====== Data section ======

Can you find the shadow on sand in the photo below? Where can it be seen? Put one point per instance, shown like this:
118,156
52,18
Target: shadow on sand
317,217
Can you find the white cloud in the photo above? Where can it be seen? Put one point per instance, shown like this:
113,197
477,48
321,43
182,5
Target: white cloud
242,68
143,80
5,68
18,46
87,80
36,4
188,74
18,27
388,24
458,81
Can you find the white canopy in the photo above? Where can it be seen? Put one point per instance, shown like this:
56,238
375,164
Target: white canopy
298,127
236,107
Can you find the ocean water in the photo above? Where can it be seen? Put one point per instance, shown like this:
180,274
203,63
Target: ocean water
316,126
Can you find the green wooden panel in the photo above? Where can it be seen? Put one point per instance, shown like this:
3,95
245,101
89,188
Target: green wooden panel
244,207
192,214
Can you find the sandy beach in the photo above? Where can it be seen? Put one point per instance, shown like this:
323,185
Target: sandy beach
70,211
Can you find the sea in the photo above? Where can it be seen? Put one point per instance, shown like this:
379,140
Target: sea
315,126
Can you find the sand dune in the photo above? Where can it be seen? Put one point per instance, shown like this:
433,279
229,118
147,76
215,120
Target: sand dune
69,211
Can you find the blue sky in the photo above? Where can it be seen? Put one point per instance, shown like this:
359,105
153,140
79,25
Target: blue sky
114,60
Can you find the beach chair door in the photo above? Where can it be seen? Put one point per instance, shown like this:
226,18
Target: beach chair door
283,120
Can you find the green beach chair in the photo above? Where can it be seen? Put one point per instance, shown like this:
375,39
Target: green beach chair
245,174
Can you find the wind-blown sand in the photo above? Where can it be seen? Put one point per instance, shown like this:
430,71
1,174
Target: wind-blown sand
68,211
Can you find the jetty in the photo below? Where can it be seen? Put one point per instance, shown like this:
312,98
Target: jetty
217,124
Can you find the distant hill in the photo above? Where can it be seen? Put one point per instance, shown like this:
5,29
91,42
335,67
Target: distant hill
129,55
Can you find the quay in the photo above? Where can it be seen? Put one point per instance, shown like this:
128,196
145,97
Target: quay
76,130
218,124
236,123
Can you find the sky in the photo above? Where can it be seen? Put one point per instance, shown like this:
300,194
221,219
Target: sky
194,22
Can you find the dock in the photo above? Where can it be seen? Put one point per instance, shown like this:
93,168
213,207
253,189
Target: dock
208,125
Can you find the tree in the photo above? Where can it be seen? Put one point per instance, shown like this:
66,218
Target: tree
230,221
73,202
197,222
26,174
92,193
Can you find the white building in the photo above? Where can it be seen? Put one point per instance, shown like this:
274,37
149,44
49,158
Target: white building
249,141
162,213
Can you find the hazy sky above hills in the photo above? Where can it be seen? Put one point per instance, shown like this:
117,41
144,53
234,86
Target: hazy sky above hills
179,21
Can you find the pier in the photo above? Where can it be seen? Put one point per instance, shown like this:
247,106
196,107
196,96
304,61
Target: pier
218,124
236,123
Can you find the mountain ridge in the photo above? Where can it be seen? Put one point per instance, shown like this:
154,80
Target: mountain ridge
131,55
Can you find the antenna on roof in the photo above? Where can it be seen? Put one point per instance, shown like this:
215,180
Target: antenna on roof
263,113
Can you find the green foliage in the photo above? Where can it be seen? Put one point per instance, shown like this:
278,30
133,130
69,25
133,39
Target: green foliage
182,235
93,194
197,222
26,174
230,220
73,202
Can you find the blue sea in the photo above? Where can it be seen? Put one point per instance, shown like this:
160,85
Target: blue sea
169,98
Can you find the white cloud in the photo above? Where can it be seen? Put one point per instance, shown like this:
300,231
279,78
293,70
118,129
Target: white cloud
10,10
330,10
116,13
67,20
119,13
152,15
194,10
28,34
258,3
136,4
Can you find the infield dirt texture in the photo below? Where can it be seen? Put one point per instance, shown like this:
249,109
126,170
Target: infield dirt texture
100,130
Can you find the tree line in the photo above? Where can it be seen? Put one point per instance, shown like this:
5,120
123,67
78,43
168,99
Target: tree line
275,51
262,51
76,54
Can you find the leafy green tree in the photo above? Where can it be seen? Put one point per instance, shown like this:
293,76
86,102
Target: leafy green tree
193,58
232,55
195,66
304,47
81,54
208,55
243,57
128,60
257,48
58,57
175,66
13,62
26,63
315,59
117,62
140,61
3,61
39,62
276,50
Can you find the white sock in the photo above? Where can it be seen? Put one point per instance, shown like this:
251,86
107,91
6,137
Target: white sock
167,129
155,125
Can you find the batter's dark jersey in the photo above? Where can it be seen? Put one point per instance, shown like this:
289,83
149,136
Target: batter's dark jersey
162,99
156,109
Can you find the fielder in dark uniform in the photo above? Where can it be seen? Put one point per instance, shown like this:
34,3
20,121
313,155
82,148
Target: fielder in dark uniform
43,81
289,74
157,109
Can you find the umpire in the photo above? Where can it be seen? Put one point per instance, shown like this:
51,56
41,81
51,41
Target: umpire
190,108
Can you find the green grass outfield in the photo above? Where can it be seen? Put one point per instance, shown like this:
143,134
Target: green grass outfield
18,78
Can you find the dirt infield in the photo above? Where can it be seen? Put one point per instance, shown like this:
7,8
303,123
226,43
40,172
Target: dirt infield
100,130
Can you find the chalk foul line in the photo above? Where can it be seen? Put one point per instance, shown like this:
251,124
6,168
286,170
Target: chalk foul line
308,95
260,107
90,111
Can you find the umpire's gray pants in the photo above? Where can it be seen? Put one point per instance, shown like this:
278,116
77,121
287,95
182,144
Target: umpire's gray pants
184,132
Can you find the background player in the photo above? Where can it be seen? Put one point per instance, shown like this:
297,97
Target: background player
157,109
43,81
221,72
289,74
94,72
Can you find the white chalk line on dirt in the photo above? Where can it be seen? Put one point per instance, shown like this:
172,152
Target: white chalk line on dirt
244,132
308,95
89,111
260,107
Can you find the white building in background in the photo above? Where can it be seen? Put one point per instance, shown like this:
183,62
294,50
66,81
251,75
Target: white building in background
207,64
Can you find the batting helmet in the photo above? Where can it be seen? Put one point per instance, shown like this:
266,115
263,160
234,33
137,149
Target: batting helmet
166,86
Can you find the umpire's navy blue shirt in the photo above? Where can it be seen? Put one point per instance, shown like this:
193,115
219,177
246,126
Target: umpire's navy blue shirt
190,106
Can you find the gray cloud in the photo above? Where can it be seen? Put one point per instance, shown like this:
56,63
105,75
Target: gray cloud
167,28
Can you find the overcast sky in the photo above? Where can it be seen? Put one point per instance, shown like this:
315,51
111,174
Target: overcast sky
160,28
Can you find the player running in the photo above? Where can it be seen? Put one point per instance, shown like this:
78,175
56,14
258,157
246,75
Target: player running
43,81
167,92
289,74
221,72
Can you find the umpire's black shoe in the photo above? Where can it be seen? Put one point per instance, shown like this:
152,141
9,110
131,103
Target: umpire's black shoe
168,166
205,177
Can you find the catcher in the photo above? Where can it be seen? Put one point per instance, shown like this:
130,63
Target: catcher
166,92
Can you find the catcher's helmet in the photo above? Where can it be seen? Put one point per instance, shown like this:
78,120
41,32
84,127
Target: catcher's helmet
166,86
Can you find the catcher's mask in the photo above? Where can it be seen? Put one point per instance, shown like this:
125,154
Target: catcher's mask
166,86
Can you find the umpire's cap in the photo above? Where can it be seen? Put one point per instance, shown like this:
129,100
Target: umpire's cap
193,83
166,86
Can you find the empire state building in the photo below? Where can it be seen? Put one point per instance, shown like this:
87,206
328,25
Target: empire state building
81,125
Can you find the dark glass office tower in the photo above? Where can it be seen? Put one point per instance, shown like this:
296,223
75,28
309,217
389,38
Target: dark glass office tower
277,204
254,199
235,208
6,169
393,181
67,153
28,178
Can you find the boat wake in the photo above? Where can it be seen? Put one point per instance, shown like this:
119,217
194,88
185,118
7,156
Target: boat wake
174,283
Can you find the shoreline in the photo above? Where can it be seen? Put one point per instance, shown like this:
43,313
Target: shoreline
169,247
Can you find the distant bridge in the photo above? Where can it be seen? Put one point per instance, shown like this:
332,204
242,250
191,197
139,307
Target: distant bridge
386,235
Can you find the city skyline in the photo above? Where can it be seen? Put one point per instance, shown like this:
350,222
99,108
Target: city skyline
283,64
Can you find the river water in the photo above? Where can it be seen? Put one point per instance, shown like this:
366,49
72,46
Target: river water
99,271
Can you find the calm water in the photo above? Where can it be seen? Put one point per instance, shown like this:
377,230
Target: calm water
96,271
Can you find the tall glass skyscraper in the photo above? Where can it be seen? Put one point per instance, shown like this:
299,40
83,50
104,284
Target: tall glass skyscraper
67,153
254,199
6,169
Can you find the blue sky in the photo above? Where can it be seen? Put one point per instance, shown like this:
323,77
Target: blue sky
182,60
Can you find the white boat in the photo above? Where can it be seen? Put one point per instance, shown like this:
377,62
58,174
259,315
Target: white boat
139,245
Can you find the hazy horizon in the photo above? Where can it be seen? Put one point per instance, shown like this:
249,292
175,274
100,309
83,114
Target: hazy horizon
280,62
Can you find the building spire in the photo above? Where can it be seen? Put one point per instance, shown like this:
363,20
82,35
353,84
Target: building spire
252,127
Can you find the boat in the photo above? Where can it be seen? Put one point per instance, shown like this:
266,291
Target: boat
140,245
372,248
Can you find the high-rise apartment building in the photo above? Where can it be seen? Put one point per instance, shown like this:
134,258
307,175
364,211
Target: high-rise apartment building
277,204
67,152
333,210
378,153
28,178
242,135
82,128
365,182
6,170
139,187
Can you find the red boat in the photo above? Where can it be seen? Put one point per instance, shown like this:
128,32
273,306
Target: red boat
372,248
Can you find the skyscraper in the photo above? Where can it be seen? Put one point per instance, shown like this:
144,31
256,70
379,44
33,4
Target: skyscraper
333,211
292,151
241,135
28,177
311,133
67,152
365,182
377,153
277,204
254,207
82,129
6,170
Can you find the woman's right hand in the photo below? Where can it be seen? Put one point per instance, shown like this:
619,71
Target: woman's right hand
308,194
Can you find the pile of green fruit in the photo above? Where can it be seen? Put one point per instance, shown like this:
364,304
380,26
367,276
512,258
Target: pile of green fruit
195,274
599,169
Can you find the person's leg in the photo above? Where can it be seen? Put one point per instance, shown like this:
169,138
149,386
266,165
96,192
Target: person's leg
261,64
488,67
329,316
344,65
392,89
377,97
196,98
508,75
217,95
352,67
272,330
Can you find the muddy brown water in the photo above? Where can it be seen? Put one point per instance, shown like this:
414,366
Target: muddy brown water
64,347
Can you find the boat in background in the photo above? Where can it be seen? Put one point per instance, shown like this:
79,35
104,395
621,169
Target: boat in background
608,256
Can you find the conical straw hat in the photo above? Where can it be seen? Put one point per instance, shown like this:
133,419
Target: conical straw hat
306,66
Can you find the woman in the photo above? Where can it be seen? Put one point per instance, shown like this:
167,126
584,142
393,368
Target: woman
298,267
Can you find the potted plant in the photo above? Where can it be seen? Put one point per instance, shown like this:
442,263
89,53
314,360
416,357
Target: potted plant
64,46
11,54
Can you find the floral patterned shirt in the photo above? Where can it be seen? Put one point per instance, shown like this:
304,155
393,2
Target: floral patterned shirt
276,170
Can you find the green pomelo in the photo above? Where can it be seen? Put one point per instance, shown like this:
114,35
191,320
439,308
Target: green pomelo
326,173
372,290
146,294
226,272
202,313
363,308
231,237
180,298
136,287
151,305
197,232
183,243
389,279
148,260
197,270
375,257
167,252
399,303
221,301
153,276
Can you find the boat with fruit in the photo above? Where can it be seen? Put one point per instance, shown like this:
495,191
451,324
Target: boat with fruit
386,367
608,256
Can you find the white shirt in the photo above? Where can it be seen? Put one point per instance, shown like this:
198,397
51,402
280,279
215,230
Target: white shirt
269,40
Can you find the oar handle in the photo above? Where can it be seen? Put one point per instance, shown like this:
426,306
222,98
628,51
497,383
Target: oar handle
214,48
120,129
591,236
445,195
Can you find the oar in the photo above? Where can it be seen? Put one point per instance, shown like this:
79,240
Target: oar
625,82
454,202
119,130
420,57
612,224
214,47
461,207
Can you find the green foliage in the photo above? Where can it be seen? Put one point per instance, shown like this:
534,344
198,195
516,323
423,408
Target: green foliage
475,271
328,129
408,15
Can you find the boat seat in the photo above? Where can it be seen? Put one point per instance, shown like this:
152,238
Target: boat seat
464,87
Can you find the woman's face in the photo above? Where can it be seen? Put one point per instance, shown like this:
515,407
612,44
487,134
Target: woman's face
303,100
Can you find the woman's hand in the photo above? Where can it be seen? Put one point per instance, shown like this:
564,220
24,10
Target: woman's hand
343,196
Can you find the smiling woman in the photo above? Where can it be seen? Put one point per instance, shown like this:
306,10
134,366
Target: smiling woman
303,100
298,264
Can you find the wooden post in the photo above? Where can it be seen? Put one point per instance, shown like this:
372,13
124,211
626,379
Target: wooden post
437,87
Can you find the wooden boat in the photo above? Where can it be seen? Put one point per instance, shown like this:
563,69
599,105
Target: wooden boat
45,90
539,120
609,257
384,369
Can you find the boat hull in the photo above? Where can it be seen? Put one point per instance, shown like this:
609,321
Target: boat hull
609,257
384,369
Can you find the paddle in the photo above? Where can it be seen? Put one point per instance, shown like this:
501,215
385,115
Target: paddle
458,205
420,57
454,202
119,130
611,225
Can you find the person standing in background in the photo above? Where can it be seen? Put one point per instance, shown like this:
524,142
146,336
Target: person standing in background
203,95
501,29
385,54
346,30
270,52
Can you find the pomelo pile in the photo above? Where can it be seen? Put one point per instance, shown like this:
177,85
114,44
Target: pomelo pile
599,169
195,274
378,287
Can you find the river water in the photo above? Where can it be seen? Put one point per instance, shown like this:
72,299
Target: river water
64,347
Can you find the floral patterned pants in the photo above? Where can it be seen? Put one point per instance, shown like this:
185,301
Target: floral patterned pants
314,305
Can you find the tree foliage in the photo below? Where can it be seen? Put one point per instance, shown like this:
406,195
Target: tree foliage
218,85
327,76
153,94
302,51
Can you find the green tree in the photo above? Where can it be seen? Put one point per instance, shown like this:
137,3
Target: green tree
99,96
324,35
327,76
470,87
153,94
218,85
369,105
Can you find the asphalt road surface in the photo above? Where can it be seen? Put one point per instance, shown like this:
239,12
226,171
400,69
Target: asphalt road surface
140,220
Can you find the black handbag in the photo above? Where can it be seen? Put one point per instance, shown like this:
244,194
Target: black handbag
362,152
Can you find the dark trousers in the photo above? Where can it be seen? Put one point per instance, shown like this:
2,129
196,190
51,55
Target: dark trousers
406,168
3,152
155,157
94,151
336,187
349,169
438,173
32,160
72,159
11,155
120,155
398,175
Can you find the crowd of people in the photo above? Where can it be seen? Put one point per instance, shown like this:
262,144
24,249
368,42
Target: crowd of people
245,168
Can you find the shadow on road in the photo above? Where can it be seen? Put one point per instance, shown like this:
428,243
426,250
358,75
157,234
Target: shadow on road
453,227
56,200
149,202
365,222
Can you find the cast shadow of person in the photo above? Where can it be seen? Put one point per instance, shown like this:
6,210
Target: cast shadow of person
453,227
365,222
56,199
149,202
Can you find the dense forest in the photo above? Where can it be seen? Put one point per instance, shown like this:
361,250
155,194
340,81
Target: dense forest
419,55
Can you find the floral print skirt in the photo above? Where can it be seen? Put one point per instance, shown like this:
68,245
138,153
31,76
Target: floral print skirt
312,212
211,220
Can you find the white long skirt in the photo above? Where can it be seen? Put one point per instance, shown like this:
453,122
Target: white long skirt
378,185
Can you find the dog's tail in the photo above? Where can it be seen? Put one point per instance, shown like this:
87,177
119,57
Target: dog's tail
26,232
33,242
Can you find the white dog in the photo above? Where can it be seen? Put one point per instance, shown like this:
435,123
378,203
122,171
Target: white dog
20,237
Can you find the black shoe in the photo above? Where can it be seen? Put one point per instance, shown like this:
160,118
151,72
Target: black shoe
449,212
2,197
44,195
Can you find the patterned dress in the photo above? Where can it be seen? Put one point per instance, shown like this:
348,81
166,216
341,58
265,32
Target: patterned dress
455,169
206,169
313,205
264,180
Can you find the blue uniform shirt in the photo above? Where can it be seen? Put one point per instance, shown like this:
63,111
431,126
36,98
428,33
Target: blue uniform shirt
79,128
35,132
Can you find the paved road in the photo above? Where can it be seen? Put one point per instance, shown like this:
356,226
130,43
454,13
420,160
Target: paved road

======

In the entries above, count the lines that include "paved" and write nothing but that number.

Answer box »
2